EXCERPTED PASSAGE:
※ ※ ※

= Ezekiel Nesbitt =

18th century Irish doctor

Ezekiel Nesbitt (1712–1798) was an Irish medical doctor who twice held the presidency of the Royal College of Physicians of Ireland (RCPI).

==Background and education==
Nesbitt was born in County Donegal and educated privately in the town of Raphoe. His father, George Nesbitt, was a clergyman from Mountcharles in Donegal. Ezekiel studied at Trinity College Dublin from 1728/1729 to 1732, graduating with a Bachelor of Arts degree. He went on to obtain a medical degree at Leiden in the Netherlands, graduating in 1734. He returned to Trinity College Dublin, where he was awarded a Doctor of Medicine degree in 1740. He was admitted as a candidate for examination at the RCPI in 1741 and received his Fellowship in 1746. He was twice elected President of RCPI, in 1753–1754 and 1763–1764, and in 1765 was made an Honorary Fellow of the college.

※ ※ ※

Data items:
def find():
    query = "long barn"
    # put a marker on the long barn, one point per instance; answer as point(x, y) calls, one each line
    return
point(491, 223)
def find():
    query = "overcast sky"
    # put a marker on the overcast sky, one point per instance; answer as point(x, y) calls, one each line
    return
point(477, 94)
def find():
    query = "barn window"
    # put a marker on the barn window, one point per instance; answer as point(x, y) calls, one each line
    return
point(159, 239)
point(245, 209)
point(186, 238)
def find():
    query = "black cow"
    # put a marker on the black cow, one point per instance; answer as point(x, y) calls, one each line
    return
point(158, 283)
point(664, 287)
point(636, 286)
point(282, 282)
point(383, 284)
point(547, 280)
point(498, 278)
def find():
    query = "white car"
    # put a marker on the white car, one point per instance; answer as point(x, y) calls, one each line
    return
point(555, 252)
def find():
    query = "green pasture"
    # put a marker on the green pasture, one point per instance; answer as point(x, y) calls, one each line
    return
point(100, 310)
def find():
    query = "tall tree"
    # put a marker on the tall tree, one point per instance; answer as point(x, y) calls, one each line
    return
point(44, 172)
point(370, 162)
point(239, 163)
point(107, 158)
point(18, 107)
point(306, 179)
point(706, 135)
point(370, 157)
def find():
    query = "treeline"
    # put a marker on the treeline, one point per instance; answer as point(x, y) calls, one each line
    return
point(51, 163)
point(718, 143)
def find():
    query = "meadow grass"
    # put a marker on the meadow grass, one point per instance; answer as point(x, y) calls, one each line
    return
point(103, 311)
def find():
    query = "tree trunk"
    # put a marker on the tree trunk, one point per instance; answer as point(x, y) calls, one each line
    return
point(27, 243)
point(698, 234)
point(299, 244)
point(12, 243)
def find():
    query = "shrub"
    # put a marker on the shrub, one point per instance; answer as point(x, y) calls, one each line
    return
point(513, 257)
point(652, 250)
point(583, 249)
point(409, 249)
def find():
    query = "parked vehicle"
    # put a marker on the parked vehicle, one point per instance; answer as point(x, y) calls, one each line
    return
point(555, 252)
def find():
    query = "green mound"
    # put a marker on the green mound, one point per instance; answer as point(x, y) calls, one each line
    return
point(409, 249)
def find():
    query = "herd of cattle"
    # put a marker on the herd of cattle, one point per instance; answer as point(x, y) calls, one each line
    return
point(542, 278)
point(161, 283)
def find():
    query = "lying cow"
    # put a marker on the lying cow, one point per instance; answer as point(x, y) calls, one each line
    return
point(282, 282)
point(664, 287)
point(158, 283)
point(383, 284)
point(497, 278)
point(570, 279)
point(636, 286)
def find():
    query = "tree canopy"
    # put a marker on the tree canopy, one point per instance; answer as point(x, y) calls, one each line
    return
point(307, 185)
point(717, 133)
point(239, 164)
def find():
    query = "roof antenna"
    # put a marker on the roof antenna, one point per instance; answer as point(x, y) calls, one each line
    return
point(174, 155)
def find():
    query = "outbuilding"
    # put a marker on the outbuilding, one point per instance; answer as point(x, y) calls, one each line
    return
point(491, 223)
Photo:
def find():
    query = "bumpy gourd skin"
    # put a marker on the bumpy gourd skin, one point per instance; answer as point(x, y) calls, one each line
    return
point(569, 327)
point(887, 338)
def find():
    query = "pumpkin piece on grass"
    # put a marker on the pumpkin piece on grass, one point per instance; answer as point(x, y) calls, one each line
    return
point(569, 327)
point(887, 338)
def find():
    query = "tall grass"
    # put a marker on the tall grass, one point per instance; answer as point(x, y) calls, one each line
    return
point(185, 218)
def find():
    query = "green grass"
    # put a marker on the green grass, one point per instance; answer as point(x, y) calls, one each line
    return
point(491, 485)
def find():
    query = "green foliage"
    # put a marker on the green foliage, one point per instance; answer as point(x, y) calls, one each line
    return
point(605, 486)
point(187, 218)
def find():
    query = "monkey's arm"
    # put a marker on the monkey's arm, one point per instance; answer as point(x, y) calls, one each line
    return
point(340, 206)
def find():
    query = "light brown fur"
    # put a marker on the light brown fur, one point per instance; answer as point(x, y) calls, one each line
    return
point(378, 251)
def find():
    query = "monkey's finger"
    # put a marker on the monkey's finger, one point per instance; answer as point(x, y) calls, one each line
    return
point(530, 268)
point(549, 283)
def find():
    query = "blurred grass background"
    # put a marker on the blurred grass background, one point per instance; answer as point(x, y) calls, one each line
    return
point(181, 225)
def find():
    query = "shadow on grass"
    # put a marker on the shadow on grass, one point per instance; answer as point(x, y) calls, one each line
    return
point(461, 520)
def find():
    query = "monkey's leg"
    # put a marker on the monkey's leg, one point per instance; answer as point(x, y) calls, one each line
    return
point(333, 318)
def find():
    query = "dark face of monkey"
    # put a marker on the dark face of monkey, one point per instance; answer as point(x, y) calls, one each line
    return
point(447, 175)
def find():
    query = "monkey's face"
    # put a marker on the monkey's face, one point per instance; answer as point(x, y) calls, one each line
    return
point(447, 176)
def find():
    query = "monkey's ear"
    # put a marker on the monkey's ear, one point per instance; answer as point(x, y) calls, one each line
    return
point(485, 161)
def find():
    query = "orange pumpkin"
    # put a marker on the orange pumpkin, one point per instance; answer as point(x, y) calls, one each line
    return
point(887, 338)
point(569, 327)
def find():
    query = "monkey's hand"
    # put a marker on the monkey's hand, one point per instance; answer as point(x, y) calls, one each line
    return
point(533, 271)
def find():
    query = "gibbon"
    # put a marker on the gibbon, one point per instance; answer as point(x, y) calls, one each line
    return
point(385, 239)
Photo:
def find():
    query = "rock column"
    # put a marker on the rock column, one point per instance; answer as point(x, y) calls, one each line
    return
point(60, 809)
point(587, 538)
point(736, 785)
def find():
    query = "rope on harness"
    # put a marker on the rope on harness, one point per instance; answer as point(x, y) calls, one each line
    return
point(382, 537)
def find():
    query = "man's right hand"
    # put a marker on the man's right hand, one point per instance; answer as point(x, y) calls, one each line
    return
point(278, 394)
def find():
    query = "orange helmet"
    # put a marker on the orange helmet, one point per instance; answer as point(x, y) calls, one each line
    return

※ ※ ※

WORK ORDER A: Turn the paragraph of the article on Ezekiel Nesbitt that begins "Nesbitt was born in County Donegal" into a bulleted list that keeps its main facts.
WORK ORDER B: Write the next part of the article on Ezekiel Nesbitt, starting after its final sentence.

EXERCISE ANSWER A:
- Born in County Donegal and educated privately in Raphoe
- Father: George Nesbitt, a clergyman from Mountcharles in Donegal
- Trinity College Dublin, 1728/1729 to 1732: Bachelor of Arts
- Leiden, the Netherlands: medical degree, 1734
- Trinity College Dublin: Doctor of Medicine, 1740
- RCPI: admitted as a candidate for examination in 1741, Fellowship in 1746
- President of RCPI twice, in 1753–1754 and 1763–1764
- Made an Honorary Fellow of the college in 1765

EXERCISE ANSWER B:
==Career==
Most of Nesbitt's career was spent in private practice in the town of Bath in Somerset, England. In 1759, he was appointed as a physician at the Rotunda Hospital in Dublin, one of the first maternity hospitals in the world. Nesbitt had been recommended by Bartholomew Mosse, the founder and Master of the hospital. Nesbitt moved to Bath permanently around 1764 but did not resign from his post at the Rotunda until prompted to do so by the Secretary of the Board of Governors in 1774.

==Personal life==
In 1747, Nesbitt married Lady Crofton (née Martha Damer), widow of the late Sir Edward Crofton, 4th Baronet. Through this marriage Nesbitt joined the influential Dawson-Damer family and benefitted from his wife's £1,000 per annum stipend – equivalent to more than £230,000 in 2020. Nesbitt had broad interests, including the history of Ireland, celestial cartography, seashells, the flora of London, and gardening. Nesbitt died in Bath in 1798.